**Aim:** Convert the data between the lines holding "region? main landing gear" and "[1064,345,1222,463]", inclusive, into a JSON list of strings with one string per line and blank lines left out.

<<<<

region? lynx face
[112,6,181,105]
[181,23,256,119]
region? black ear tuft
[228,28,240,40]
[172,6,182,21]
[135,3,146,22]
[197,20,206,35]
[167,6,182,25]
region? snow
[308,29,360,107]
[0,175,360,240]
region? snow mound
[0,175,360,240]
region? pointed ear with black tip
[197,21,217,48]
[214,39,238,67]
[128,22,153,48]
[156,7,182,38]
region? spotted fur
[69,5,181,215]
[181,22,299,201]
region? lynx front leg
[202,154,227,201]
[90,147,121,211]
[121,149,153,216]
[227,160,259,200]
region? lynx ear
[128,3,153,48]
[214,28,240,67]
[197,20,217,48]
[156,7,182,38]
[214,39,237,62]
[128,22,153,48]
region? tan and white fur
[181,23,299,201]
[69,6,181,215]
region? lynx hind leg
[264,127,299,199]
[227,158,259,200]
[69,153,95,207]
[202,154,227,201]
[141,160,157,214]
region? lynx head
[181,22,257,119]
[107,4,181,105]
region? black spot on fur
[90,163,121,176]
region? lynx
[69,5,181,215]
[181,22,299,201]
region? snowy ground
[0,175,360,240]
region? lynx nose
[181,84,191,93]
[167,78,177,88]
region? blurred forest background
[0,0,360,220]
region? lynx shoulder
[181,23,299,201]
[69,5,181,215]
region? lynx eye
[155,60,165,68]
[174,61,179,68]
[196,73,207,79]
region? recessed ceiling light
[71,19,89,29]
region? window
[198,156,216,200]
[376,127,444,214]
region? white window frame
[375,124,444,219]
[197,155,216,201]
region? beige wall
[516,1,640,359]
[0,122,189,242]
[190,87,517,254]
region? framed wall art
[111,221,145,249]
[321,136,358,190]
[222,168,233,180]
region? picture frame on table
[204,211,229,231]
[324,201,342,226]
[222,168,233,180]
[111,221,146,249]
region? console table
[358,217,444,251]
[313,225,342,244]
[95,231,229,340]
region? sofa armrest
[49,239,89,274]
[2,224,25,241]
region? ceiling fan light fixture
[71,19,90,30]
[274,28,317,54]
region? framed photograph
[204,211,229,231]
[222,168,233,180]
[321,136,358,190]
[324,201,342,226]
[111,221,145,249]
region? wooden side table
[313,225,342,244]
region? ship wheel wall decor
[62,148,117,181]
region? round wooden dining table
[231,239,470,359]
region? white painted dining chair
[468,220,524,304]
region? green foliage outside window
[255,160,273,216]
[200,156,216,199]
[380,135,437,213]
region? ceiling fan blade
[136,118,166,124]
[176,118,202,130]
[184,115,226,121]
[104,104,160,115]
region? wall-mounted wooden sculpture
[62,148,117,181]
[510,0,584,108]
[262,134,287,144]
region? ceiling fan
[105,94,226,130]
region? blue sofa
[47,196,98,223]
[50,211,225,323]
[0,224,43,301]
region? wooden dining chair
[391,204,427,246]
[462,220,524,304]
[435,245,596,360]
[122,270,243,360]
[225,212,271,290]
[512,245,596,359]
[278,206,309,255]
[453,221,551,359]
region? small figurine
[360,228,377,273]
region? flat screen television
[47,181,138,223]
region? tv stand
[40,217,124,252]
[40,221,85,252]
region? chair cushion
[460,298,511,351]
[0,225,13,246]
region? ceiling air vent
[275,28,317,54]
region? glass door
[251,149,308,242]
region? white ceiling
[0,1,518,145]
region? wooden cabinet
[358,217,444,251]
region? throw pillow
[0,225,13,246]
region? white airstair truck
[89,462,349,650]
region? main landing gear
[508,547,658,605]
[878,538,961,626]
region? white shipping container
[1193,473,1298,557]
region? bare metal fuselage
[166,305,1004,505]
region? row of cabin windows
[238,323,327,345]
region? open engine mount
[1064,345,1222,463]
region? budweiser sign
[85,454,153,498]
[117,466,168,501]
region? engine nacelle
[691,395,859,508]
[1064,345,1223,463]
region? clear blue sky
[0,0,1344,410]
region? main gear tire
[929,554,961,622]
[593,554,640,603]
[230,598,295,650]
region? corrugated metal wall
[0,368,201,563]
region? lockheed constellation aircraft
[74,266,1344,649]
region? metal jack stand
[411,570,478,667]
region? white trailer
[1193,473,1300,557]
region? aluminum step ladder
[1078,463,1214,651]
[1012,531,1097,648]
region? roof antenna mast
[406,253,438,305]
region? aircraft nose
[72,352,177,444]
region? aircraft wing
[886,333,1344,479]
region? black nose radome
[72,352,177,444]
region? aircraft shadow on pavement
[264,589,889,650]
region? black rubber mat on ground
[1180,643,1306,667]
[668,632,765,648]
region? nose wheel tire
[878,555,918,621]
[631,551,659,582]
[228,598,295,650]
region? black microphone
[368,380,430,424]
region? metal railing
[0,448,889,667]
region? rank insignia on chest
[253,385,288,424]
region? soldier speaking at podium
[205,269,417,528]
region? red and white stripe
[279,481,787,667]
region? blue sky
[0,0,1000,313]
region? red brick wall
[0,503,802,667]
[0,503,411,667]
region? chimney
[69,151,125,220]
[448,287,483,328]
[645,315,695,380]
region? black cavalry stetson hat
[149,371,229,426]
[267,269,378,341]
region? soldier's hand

>>>>

**Answer to this problem:**
[
  "region? main landing gear",
  "[508,547,658,605]",
  "[878,538,961,626]",
  "region? white shipping container",
  "[1193,473,1298,557]",
  "region? bare metal fuselage",
  "[166,305,1004,505]",
  "region? row of cabin windows",
  "[238,323,327,345]",
  "region? open engine mount",
  "[1064,345,1222,463]"
]